### APPLY WHAT YOU READ
a: According to the movie review, at which festival was The Seed of the Sacred Fig screened?
b: Please print the movie review's words from "The best art" to "of Iranian women.".

### STUDY TEXT

‘The Seed of the Sacred Fig’ movie review: Mohammad Rasoulof’s study in asphyxiation is a masterpiece
The Hindu
The Seed of the Sacred Fig: Mohammad Rasoulof's anti-authoritarian treatise defies categorization, a searing indictment of Iran's theocracy.
The best art often blooms from the darkest soil, and with The Seed of the Sacred Fig, Mohammad Rasoulof has planted his anti-authoritarian treatise, deep and unshakable. Filmed clandestinely, smuggled across borders and screened at Cannes against the explicit wishes of the smothering constraints of Iran’s theocracy, the filmmaker’s latest work feels true to its name as an intricate, thorny organism that tightens its grip as it grows. The film itself defies categorisation — part domestic drama, part political disquisition, and even a horror movie at times. But above all, it’s a searing indictment of the machinery designed to crush the defiant spirit of Iranian women.

### DATA SUPPLIED
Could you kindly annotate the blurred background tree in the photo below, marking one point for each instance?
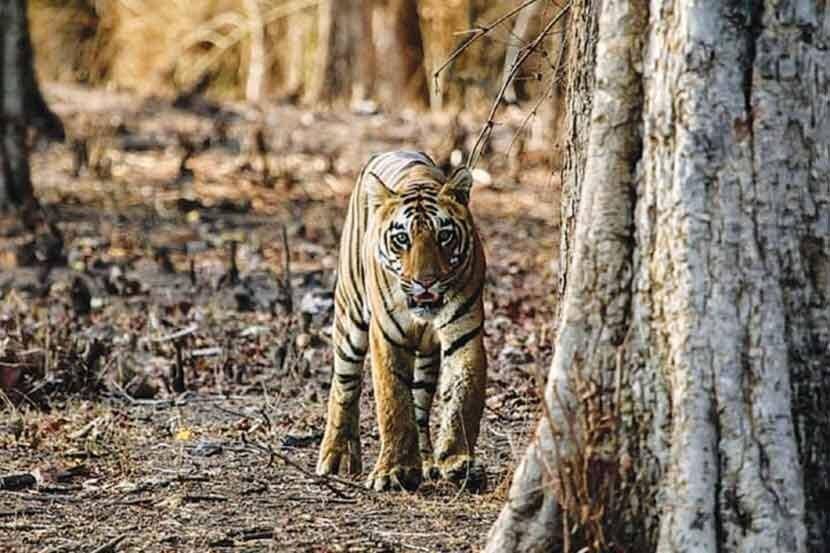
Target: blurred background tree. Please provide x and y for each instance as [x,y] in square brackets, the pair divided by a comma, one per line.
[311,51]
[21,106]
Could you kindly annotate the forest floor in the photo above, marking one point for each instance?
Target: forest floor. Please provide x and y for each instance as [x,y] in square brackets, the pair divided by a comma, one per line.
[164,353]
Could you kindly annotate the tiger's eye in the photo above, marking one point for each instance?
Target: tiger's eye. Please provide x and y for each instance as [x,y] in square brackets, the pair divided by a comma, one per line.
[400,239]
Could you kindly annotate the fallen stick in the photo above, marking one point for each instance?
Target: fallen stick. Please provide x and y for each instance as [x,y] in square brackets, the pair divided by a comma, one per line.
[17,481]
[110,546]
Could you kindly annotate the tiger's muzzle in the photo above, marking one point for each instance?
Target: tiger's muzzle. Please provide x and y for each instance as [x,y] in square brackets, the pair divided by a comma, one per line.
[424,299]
* * *
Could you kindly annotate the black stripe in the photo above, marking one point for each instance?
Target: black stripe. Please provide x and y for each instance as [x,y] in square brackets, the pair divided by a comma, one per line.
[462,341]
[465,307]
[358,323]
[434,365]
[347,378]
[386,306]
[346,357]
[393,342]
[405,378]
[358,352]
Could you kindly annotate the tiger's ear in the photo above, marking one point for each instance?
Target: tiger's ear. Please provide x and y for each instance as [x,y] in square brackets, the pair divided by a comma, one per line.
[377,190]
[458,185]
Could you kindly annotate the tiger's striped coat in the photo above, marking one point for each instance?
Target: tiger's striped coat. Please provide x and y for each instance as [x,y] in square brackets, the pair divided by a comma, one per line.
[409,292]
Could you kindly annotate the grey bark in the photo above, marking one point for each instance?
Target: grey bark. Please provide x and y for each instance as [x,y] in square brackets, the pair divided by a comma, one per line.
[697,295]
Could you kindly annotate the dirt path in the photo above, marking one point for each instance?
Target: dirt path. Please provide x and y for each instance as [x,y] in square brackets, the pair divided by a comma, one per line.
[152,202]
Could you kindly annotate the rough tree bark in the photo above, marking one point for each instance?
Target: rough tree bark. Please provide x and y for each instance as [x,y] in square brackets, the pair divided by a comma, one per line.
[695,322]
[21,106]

### SOLUTIONS TO EACH TASK
a: At Cannes.

b:
The best art often blooms from the darkest soil, and with The Seed of the Sacred Fig, Mohammad Rasoulof has planted his anti-authoritarian treatise, deep and unshakable. Filmed clandestinely, smuggled across borders and screened at Cannes against the explicit wishes of the smothering constraints of Iran’s theocracy, the filmmaker’s latest work feels true to its name as an intricate, thorny organism that tightens its grip as it grows. The film itself defies categorisation — part domestic drama, part political disquisition, and even a horror movie at times. But above all, it’s a searing indictment of the machinery designed to crush the defiant spirit of Iranian women.